### Requirement
Copy the records from the very first line up to and including the line with "POLYGON ((437 180, 414". Leave the pictures out of your copy.

### Extracted data
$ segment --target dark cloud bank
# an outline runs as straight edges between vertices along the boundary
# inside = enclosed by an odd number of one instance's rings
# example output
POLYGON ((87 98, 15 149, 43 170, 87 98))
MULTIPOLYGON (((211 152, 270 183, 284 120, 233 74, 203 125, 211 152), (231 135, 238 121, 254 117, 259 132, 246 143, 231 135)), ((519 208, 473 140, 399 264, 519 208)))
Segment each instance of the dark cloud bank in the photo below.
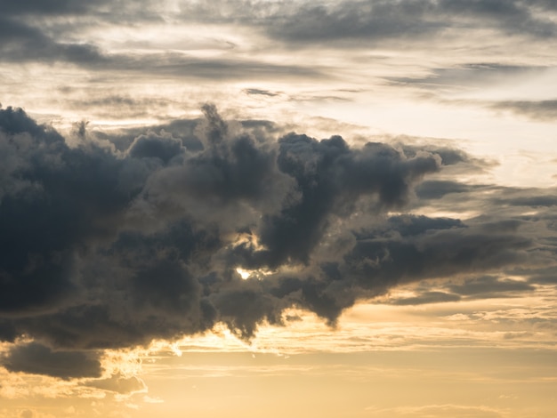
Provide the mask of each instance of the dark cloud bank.
POLYGON ((437 180, 414 191, 443 167, 473 165, 458 149, 277 140, 269 122, 203 110, 183 136, 193 122, 127 141, 83 124, 67 141, 0 109, 0 339, 35 340, 4 355, 8 370, 99 376, 102 349, 217 322, 248 338, 293 306, 335 324, 358 300, 432 277, 468 281, 399 303, 535 289, 488 272, 551 283, 555 201, 539 190, 500 189, 505 219, 389 214, 466 205, 480 186, 437 180), (547 211, 513 214, 530 203, 547 211), (243 280, 238 267, 254 272, 243 280))

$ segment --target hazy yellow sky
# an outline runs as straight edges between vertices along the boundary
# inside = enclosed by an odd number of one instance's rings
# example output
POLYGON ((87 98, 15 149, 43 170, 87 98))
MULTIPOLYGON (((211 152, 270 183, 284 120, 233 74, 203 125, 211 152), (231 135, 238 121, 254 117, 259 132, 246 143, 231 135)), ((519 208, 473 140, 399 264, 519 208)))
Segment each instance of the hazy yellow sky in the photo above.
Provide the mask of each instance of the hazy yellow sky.
POLYGON ((553 0, 0 0, 0 418, 553 417, 553 0))

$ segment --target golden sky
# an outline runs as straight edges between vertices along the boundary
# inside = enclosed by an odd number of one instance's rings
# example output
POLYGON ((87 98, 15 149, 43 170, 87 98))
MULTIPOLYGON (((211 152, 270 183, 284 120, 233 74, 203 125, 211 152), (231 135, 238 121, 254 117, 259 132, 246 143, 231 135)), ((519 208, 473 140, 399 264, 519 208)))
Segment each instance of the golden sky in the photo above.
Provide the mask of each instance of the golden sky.
POLYGON ((0 11, 0 418, 554 416, 555 2, 0 11))

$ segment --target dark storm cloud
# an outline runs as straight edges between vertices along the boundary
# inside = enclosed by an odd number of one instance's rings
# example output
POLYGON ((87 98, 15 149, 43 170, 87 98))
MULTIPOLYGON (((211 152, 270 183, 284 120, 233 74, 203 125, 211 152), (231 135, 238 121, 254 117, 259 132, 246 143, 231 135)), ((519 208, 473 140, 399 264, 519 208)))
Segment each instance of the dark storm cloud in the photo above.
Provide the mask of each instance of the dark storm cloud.
MULTIPOLYGON (((475 170, 462 151, 277 140, 271 122, 203 111, 203 120, 123 137, 83 123, 67 141, 22 110, 0 109, 0 339, 36 342, 13 346, 3 360, 9 370, 98 375, 88 350, 217 322, 249 338, 262 321, 282 324, 292 306, 334 324, 399 283, 553 265, 551 208, 521 218, 523 206, 513 205, 552 203, 536 200, 539 189, 501 189, 508 218, 389 215, 420 196, 429 205, 472 197, 475 187, 454 181, 414 191, 441 169, 475 170), (238 267, 257 269, 242 280, 238 267), (40 356, 50 366, 40 368, 40 356), (64 356, 71 365, 61 364, 64 356)), ((532 290, 475 280, 401 303, 532 290)))
POLYGON ((2 360, 10 372, 46 374, 62 379, 100 377, 101 362, 84 351, 55 351, 36 342, 13 347, 2 360))

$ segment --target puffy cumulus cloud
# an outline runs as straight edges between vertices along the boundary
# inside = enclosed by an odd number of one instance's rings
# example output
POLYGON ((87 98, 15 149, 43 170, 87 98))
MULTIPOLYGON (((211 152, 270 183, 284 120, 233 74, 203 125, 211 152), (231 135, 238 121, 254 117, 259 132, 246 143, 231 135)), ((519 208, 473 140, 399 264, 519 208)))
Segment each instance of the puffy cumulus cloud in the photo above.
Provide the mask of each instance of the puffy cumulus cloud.
MULTIPOLYGON (((511 212, 473 221, 392 213, 418 207, 420 196, 428 205, 470 199, 474 186, 449 181, 415 193, 443 167, 475 169, 462 151, 277 139, 270 122, 203 111, 197 127, 176 121, 112 138, 82 124, 67 141, 20 109, 0 109, 0 339, 14 342, 4 367, 96 377, 109 348, 217 323, 249 338, 264 321, 283 324, 292 307, 335 324, 399 283, 553 265, 554 242, 537 238, 552 235, 549 208, 543 220, 512 212, 539 203, 536 190, 509 191, 511 212), (17 342, 22 335, 35 342, 17 342)), ((534 288, 458 283, 401 303, 534 288)), ((119 375, 94 384, 141 390, 119 375)))
POLYGON ((2 360, 10 372, 47 374, 62 379, 100 377, 101 362, 84 351, 52 350, 36 342, 12 347, 2 360))

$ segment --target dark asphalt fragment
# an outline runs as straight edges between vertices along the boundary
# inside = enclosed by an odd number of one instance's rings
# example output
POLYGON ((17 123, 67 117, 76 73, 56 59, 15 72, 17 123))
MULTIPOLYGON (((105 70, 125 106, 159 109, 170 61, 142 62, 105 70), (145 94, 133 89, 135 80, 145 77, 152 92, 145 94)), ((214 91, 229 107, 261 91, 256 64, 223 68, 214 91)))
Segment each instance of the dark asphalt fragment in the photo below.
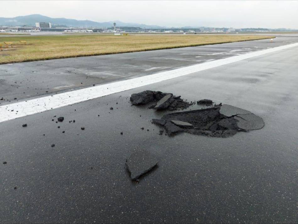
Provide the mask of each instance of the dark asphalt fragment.
POLYGON ((248 111, 227 104, 168 114, 161 119, 153 119, 152 123, 163 126, 169 135, 185 132, 221 137, 232 136, 239 131, 260 129, 264 125, 263 119, 259 117, 248 111))
POLYGON ((198 104, 205 104, 206 105, 211 105, 213 102, 211 100, 207 100, 207 99, 204 99, 204 100, 200 100, 198 101, 197 101, 197 103, 198 104))
POLYGON ((172 120, 171 121, 173 123, 176 125, 177 125, 182 128, 192 128, 193 127, 193 125, 189 123, 185 122, 184 121, 177 121, 175 120, 172 120))
POLYGON ((174 96, 171 93, 160 91, 146 90, 138 93, 132 94, 130 100, 133 105, 144 105, 150 102, 157 102, 149 108, 161 109, 166 108, 169 110, 185 109, 194 103, 188 103, 180 99, 180 96, 174 96), (166 96, 167 95, 167 96, 166 96), (163 99, 164 97, 165 97, 163 99), (162 99, 163 99, 162 100, 162 99), (159 101, 160 101, 158 102, 159 101))
POLYGON ((156 110, 166 109, 169 107, 171 103, 173 101, 172 97, 173 95, 172 94, 166 95, 156 103, 156 106, 154 107, 154 109, 156 110))
POLYGON ((136 181, 156 166, 157 159, 146 150, 138 150, 126 160, 125 165, 132 181, 136 181))

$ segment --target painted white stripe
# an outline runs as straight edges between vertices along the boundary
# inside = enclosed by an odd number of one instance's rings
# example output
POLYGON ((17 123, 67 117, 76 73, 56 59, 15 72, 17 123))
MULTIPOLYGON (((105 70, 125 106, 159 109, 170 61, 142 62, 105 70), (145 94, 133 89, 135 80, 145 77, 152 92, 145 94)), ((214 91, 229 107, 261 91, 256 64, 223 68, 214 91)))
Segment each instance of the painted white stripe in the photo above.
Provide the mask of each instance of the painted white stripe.
POLYGON ((0 107, 0 122, 59 108, 241 60, 298 46, 298 43, 191 65, 152 75, 47 96, 0 107), (12 110, 13 111, 11 111, 12 110), (17 111, 18 112, 16 112, 17 111))

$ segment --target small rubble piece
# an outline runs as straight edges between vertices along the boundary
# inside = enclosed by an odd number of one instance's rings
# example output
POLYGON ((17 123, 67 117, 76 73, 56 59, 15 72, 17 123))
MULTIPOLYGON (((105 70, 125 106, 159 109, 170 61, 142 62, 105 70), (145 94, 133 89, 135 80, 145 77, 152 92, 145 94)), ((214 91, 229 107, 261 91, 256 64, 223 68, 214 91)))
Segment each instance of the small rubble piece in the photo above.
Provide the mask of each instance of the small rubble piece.
POLYGON ((163 110, 166 109, 169 107, 169 106, 173 100, 172 94, 166 95, 156 103, 156 105, 154 107, 154 109, 156 110, 163 110))
POLYGON ((198 104, 205 104, 205 105, 212 105, 213 102, 211 100, 207 100, 204 99, 204 100, 200 100, 198 101, 197 101, 197 103, 198 104))
POLYGON ((133 181, 138 179, 157 166, 157 159, 146 150, 140 150, 133 153, 126 160, 125 165, 130 173, 133 181))
POLYGON ((264 127, 263 119, 251 112, 227 104, 164 115, 152 123, 164 128, 169 135, 185 132, 209 137, 227 137, 238 132, 264 127))
POLYGON ((171 121, 171 122, 175 125, 177 125, 179 127, 181 127, 182 128, 192 128, 193 127, 193 125, 191 124, 190 124, 189 123, 187 123, 187 122, 185 122, 184 121, 172 120, 171 121))
POLYGON ((157 102, 149 108, 157 110, 167 109, 170 111, 186 109, 195 103, 184 101, 181 97, 180 96, 173 96, 171 93, 146 90, 132 94, 130 100, 133 105, 137 106, 157 102))

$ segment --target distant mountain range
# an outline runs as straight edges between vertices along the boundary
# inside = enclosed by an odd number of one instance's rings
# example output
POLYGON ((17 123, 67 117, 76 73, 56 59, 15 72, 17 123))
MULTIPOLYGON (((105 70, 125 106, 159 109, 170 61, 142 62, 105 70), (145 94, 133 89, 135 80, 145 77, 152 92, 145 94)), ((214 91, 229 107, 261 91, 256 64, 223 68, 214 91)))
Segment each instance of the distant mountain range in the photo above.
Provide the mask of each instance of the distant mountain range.
MULTIPOLYGON (((45 22, 51 23, 53 27, 74 27, 81 28, 91 28, 99 29, 111 27, 113 26, 113 24, 116 23, 116 26, 132 26, 139 27, 145 29, 163 29, 167 28, 174 29, 175 27, 167 27, 165 26, 160 26, 155 25, 146 25, 135 23, 123 23, 116 20, 114 21, 109 21, 102 23, 100 23, 90 20, 77 20, 65 18, 51 18, 47 16, 39 14, 29 15, 27 16, 17 16, 13 18, 6 18, 0 17, 0 26, 35 26, 35 23, 38 22, 45 22)), ((200 28, 202 30, 223 30, 225 31, 228 28, 216 28, 204 26, 184 26, 182 27, 177 27, 179 29, 195 29, 200 28)), ((297 29, 287 29, 280 28, 276 29, 268 29, 264 28, 245 28, 242 29, 242 31, 247 30, 258 30, 260 31, 298 31, 297 29)))
POLYGON ((68 27, 102 28, 110 27, 116 23, 117 26, 133 26, 145 28, 159 28, 165 27, 156 25, 149 25, 133 23, 123 23, 119 20, 99 23, 90 20, 77 20, 65 18, 51 18, 42 15, 34 14, 13 18, 0 17, 0 25, 11 26, 35 26, 35 23, 51 23, 53 27, 66 26, 68 27))

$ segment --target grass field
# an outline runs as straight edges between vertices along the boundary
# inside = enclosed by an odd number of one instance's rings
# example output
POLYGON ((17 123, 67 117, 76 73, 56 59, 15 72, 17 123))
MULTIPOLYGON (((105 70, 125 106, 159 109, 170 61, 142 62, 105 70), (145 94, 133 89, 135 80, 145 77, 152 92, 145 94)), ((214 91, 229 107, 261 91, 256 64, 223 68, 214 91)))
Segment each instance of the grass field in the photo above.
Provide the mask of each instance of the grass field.
POLYGON ((65 35, 0 37, 0 64, 150 51, 272 38, 260 35, 65 35), (20 41, 25 41, 22 45, 20 41), (3 42, 12 42, 12 47, 3 42))

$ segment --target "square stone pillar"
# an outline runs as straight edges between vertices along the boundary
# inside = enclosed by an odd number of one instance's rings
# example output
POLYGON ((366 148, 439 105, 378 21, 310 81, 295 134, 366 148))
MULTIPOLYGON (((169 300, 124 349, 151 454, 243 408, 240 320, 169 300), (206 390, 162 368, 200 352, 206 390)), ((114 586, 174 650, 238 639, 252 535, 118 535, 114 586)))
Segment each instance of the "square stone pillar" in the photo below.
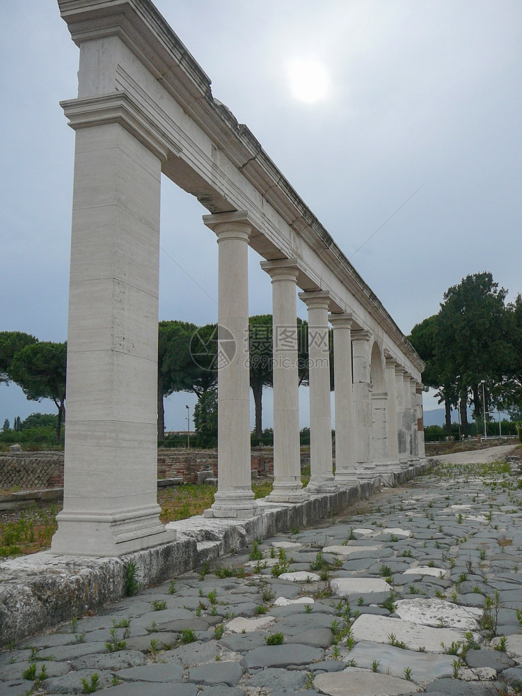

### Correct output
$ segment --target dark cloud bank
# an outline runs as straight edges between vertices along the boundary
# inside = enclosed by an odd number of one instance's rings
# example output
POLYGON ((87 98, 15 149, 43 170, 87 98))
MULTIPOLYGON (((211 152, 270 183, 284 120, 233 74, 203 125, 211 152), (231 135, 238 121, 254 117, 259 132, 246 143, 231 135)), ((519 208, 473 140, 399 264, 519 208)))
Segment each instance of the dark cloud bank in the photo below.
Provide the mask of each instance of the dark cloud bank.
POLYGON ((437 180, 414 191, 443 167, 473 165, 458 149, 277 140, 269 122, 203 110, 183 136, 193 122, 127 141, 83 124, 67 141, 0 109, 0 339, 35 340, 4 355, 8 370, 99 376, 102 349, 217 322, 248 338, 293 306, 335 324, 358 300, 432 277, 468 281, 399 303, 535 289, 488 272, 551 283, 555 201, 539 190, 500 189, 505 219, 389 214, 466 205, 480 186, 437 180), (547 211, 513 214, 530 203, 547 211), (243 280, 238 267, 254 272, 243 280))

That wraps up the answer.